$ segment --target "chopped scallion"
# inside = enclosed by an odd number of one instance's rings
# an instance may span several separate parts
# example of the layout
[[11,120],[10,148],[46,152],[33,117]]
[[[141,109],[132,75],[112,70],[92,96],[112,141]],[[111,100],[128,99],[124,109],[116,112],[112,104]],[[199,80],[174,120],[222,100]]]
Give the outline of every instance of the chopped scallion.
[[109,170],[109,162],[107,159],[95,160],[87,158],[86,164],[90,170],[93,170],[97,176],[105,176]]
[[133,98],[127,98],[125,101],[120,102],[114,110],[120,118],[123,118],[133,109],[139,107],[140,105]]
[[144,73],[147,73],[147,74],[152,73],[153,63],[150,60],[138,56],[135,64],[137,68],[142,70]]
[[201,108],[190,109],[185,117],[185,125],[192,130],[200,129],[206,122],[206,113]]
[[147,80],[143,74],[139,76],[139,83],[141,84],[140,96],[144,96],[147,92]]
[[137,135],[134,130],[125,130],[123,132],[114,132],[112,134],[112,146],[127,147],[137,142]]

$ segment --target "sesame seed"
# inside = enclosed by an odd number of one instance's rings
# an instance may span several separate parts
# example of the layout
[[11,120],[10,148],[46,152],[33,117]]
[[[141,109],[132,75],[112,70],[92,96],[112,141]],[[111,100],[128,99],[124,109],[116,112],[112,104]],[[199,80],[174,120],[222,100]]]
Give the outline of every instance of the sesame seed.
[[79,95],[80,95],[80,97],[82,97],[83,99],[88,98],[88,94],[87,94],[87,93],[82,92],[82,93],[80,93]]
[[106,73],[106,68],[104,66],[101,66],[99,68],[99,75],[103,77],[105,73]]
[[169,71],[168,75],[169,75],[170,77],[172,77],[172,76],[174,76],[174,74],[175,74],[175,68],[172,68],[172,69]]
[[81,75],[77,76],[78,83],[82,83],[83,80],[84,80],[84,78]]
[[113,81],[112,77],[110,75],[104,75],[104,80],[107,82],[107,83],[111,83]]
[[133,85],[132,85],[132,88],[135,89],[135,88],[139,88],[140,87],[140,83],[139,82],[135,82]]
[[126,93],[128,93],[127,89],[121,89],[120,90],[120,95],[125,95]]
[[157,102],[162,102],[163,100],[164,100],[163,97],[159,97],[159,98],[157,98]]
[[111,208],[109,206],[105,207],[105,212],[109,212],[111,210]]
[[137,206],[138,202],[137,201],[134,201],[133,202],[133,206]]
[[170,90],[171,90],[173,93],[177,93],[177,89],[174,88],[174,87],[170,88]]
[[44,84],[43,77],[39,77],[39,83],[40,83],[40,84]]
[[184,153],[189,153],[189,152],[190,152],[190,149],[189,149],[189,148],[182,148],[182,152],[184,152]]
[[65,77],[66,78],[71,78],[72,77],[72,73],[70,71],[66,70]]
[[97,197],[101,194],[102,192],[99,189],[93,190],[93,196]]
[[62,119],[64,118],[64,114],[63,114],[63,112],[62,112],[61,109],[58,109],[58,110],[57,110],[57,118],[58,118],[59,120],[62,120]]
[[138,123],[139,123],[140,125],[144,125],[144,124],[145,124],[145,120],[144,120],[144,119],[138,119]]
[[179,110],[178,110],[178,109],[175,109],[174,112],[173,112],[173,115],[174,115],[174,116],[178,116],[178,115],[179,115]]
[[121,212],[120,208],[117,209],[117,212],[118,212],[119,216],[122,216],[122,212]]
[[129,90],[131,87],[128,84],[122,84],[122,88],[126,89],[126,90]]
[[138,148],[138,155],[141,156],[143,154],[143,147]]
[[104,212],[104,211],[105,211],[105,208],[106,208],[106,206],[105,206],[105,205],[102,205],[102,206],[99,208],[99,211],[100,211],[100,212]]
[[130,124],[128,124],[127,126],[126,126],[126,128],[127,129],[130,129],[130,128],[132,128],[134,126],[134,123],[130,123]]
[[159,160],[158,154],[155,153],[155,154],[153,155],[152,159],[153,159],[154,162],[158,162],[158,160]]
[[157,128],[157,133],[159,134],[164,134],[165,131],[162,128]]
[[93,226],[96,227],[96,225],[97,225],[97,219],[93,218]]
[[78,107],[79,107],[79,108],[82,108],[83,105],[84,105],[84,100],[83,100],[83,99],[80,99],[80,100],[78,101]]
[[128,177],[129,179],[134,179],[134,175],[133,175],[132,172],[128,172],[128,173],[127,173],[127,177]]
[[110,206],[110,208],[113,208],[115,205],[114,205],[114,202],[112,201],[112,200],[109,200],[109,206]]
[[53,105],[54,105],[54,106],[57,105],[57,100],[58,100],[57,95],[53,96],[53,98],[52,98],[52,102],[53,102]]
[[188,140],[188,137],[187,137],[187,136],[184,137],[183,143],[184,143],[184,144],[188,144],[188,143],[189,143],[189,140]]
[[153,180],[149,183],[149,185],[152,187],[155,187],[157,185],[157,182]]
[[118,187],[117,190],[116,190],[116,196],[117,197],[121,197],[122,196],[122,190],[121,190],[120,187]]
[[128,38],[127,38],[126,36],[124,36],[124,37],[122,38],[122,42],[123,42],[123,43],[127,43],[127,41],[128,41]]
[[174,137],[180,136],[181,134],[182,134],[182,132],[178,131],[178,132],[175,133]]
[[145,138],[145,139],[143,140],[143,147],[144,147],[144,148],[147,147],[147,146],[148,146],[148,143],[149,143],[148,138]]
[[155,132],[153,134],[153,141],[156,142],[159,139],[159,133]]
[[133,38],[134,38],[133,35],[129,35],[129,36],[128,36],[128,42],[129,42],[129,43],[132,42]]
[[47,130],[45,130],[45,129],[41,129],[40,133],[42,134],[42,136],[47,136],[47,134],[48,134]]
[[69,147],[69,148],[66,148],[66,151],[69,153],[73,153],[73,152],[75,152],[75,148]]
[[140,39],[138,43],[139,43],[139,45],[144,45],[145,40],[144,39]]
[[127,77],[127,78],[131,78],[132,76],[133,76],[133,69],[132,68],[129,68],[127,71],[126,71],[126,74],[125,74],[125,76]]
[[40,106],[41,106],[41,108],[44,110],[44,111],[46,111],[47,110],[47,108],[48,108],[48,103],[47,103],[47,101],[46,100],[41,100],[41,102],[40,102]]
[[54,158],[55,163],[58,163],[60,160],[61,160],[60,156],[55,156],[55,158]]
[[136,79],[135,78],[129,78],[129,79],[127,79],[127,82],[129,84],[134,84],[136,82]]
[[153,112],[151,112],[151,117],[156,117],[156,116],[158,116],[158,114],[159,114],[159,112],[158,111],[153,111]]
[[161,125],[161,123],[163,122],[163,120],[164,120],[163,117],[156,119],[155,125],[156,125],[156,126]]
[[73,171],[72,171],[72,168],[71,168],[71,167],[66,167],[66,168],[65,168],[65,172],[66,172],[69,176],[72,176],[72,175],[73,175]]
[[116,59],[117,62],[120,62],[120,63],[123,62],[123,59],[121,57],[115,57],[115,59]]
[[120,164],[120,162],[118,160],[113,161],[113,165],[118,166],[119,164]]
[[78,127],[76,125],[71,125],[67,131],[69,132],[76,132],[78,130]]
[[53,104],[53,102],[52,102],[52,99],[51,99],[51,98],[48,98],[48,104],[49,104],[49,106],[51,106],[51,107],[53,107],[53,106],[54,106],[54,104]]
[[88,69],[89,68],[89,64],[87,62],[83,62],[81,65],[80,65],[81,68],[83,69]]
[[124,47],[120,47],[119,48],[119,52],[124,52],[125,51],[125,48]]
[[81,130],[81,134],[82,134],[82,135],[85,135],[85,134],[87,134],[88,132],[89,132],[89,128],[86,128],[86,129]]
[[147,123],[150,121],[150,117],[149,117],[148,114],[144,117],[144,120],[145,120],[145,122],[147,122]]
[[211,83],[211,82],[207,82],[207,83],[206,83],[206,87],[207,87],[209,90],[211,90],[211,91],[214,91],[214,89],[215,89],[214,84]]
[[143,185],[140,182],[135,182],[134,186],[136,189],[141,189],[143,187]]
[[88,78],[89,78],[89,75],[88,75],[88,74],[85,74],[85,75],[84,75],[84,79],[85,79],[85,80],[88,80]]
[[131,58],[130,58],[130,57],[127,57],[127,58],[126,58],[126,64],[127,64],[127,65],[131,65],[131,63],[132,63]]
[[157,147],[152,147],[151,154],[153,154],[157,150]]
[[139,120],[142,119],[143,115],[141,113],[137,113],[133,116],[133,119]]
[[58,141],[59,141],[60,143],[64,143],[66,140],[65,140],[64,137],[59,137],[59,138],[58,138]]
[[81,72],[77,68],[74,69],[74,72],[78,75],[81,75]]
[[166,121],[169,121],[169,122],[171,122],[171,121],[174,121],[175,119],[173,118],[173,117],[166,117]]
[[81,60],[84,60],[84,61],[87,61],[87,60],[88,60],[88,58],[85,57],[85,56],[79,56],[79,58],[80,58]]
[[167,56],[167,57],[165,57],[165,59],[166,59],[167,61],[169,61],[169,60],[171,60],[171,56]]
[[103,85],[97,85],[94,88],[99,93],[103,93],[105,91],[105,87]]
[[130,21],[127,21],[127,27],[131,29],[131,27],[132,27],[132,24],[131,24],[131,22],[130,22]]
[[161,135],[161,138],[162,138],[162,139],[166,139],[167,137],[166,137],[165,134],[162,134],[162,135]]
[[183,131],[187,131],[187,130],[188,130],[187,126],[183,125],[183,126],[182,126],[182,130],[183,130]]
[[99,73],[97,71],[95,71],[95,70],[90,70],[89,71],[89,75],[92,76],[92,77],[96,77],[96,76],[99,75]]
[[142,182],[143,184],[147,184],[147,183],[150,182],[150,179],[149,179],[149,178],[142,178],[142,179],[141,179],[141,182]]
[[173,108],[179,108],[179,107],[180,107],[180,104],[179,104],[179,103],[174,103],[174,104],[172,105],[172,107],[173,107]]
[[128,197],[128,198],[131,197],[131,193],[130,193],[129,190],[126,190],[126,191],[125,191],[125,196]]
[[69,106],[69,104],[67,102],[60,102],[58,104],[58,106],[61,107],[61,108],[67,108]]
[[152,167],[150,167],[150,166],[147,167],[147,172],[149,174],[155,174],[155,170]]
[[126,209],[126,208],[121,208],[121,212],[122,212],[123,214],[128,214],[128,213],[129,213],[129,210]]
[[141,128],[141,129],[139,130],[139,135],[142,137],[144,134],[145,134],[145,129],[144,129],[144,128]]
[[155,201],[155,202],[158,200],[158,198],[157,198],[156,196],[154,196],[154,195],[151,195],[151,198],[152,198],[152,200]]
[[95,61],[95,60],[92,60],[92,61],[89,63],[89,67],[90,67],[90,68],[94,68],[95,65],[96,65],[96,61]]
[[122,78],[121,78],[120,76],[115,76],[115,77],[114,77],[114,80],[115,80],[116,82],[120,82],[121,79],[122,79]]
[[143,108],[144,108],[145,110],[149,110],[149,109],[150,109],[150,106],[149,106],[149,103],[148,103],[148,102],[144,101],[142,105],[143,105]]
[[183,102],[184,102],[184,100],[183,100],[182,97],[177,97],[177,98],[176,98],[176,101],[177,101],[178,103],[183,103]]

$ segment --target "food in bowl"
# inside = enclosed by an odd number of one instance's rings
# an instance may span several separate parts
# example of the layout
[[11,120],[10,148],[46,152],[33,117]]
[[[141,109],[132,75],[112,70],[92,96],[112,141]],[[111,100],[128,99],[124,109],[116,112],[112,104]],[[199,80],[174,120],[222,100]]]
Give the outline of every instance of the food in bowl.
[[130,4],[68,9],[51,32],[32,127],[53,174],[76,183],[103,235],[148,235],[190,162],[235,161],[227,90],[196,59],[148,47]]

§ **WHAT YOU ARE ASKED TO DO**
Scan the data for the string "Give" and copy each line in which it occurs.

§ **YOUR SOLUTION**
Give the outline of every instance of the chopped scallion.
Give the outline of every instance of the sesame seed.
Give the outline of every instance of the food in bowl.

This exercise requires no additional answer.